══ Ausgewählter Auszug ══
Unionsfraktionschef Volker Kauder über die Neuberechnung von Hartz IV, Mindestlöhne für Leiharbeiter - und die Gesundheit von Schäuble.

Auf ihn ist Angela Merkel angewiesen wie auf kaum einen zweiten. Von ihm erwartet die Kanzlerin, dass er die mächtige Unionsfraktion im Bundestag zur Unterstützung der Regierungspolitik bewegt. Im Abendblatt-Interview sagt Volker Kauder (CDU), wie er die Auseinandersetzung über die großen Projekte von Schwarz-Gelb führen will.

Hamburger Abendblatt:

Nach Stillstand und Streit trifft die Regierung jetzt Entscheidungen. Hat die vergangene Woche der schwarz-gelben Koalition den Durchbruch gebracht, Herr Kauder?

Volker Kauder:

Es weht jetzt ein anderer Wind.

Fünf Euro für Hartz-IV-Empfänger, Milliarden für Atomkonzerne - auch das ist eine Bilanz dieser Tage. Handelt diese Regierung gerecht?
═══
══ Datenauszug ══
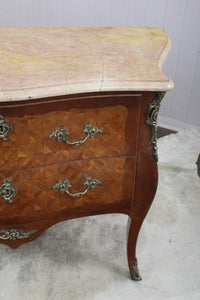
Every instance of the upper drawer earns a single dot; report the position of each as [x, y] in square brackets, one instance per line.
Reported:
[87, 127]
═══
Aufgaben:
1. Nenne alle Personen, die im Interview mit Volker Kauder namentlich erwähnt werden.
2. Schreibe das Interview mit Volker Kauder im Anschluss an die zuletzt gestellte Frage weiter.
Die Daten sind eigenständiges Material und gehören nicht zum Interview mit Volker Kauder.

Antworten:
1. Volker Kauder, Schäuble, Angela Merkel

2.
Kauder:

Das Bundesverfassungsgericht hat keine Erhöhung der Regelsätze für die Hartz-IV-Empfänger verlangt, sondern eine nachvollziehbare Berechnung für die Gewährung des Existenzminimums. Die liegt nun vor. Die fünf Euro sind aufgrund dieser Berechnung gerecht. Bei der Verlängerung der Atom-Laufzeiten schöpfen wir 58 Prozent des zusätzlichen Gewinns ab. Damit sorgen wir dafür, dass die großen Konzerne Milliarden zur Entwicklung erneuerbarer Energien beisteuern.

Sie stopfen vor allem Haushaltslöcher mit dem abgeschöpften Gewinn.

Kauder:

Die Kernbrennstoffsteuer fließt in den Bundeshaushalt. Daneben wird auch ein großer Batzen der Gewinne für einen Fonds abgeschöpft, mit dem die Energiewende in Deutschland mitfinanziert wird. Wir gehen davon aus, dass dies bis 2018 rund 15 Milliarden Euro sind. SPD und Grüne sind aus der Atomkraft ausgestiegen. Das war es aber auch. Wir sind es, die in die erneuerbaren Energien einsteigen.

Wann wird das letzte deutsche Atomkraftwerk stillgelegt?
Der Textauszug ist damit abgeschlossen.